Question

For a hydrocarbon reservoir, the following parameters are used in the general material balance equation (MBE):

\[ \begin{aligned} N & = \text{Initial (original) oil in place, stb} \\ G & = \text{Initial volume of gas cap, scf} \\ m & = \text{Ratio of initial volume of gas cap to volume of oil initial in place, rb/rb} \\ S_{wi} & = \text{Initial water saturation} \\ S_{oi} & = \text{Initial oil saturation} \\ B_{oi} & = \text{Initial oil formation volume factor, rb/stb} \\ B_{gi} & = \text{Initial gas formation volume factor, rb/scf} \end{aligned} \]

The total pore volume (in rb) of the reservoir is:

• A. \(\dfrac{G B_{gi}(1+m)}{1-S_{oi}}\)
• B. \(\dfrac{N B_{oi}(1-m)}{1-S_{oi}}\)
• C. \(\dfrac{N B_{oi}(1+m)}{1-S_{wi}}\)
• D. \(\dfrac{G B_{gi}(1-m)}{1-S_{wi}}\)

Hint:

Always compute pore volume by summing hydrocarbon volumes (oil + gas) and then dividing by the hydrocarbon fraction \((1 - S_{wi})\). This ensures water-filled pores are correctly accounted for.

Answer 1

The Correct Option is C

Step 1: Volume of oil in place.
Initially, the reservoir contains \(N\) stock-tank barrels (stb) of oil. Converting this to reservoir barrels (rb): \[ V_o = N B_{oi} \] This is the reservoir volume occupied by the oil phase. 

Step 2: Volume of gas cap.

Entries from a point annotation set:
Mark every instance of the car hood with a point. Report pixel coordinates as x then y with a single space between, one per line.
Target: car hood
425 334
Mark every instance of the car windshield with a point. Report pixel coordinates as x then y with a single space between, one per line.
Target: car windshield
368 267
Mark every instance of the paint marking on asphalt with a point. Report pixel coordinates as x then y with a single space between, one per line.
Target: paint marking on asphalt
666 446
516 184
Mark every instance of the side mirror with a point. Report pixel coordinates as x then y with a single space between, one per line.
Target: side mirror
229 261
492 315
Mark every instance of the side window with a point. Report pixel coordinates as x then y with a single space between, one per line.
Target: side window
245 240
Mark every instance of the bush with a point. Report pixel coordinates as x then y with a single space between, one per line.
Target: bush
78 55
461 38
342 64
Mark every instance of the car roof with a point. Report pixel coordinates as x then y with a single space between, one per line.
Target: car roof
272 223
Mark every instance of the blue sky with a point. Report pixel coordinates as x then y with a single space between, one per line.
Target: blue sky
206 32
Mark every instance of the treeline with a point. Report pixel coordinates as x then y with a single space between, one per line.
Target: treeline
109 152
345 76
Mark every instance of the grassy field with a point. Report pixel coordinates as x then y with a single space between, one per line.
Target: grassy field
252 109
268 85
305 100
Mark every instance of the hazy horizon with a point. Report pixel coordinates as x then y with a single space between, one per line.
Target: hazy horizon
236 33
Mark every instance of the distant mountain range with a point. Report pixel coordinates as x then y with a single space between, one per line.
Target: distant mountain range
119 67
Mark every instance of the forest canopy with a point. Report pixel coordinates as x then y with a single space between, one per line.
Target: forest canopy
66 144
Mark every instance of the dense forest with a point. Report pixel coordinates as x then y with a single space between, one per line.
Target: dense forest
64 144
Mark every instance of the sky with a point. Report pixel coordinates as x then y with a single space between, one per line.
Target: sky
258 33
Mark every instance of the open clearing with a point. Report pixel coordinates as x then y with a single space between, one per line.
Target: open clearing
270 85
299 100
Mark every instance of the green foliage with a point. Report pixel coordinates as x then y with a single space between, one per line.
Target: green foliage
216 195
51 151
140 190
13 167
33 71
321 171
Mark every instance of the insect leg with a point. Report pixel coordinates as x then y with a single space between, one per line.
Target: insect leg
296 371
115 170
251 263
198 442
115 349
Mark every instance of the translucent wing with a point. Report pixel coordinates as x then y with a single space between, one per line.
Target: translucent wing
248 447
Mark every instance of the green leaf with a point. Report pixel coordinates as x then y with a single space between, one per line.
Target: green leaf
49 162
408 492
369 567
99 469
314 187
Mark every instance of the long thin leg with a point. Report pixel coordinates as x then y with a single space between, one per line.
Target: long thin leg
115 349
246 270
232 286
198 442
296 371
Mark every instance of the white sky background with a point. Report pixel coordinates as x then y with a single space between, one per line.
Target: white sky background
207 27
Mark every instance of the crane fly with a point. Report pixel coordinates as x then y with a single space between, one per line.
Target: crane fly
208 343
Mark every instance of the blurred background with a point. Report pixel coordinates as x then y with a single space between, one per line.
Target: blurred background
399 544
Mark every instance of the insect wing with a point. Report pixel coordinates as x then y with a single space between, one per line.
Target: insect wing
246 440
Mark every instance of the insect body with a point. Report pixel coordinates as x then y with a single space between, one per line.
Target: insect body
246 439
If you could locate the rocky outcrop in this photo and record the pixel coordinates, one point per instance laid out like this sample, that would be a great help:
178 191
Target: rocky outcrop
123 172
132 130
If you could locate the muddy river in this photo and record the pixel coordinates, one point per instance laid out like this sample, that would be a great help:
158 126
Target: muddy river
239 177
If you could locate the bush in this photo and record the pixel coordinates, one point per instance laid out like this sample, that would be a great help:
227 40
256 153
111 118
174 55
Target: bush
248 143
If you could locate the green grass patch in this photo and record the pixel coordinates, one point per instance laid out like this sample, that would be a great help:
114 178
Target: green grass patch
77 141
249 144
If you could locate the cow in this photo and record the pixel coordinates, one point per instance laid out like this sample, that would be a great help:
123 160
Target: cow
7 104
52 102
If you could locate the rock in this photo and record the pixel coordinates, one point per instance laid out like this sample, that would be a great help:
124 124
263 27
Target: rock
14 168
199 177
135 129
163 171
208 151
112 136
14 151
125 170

- **EXERCISE TASKS**
A - In the material balance page, restate the paragraph beginning "Always compute pore volume" more briefly, keeping its main facts.
B - Duplicate everything in the material balance page from "Step 1: Volume" down to "of gas cap.".
C - Go on with the material balance page from the point where it stops.

- **WRITTEN RESPONSES**
A - Get pore volume by adding the oil and gas volumes and dividing the total by the hydrocarbon fraction (1 − S_wi), so that water-filled pores are counted correctly.

B -
Step 1: Volume of oil in place.
Initially, the reservoir contains \(N\) stock-tank barrels (stb) of oil. Converting this to reservoir barrels (rb): \[ V_o = N B_{oi} \] This is the reservoir volume occupied by the oil phase. 

Step 2: Volume of gas cap.

C -
The gas cap volume is proportional to the oil volume, given by the gas–oil volume ratio \(m\). Therefore, \[ V_g = m V_o = m (N B_{oi}) \] 

Step 3: Hydrocarbon pore volume.
The hydrocarbon pore volume is the combined volume of oil and gas in the reservoir at initial conditions: \[ V_h = V_o + V_g = N B_{oi} + m N B_{oi} = N B_{oi}(1+m) \] 

Step 4: Incorporating water saturation.
The total pore space of the reservoir is occupied by both hydrocarbons and water. If the initial water saturation is \(S_{wi}\), the fraction of pore volume available for hydrocarbons is: \[ \text{Hydrocarbon fraction} = 1 - S_{wi} \] Therefore, \[ \text{Total pore volume } V_p = \frac{V_h}{1 - S_{wi}} \] Step 5: Final expression.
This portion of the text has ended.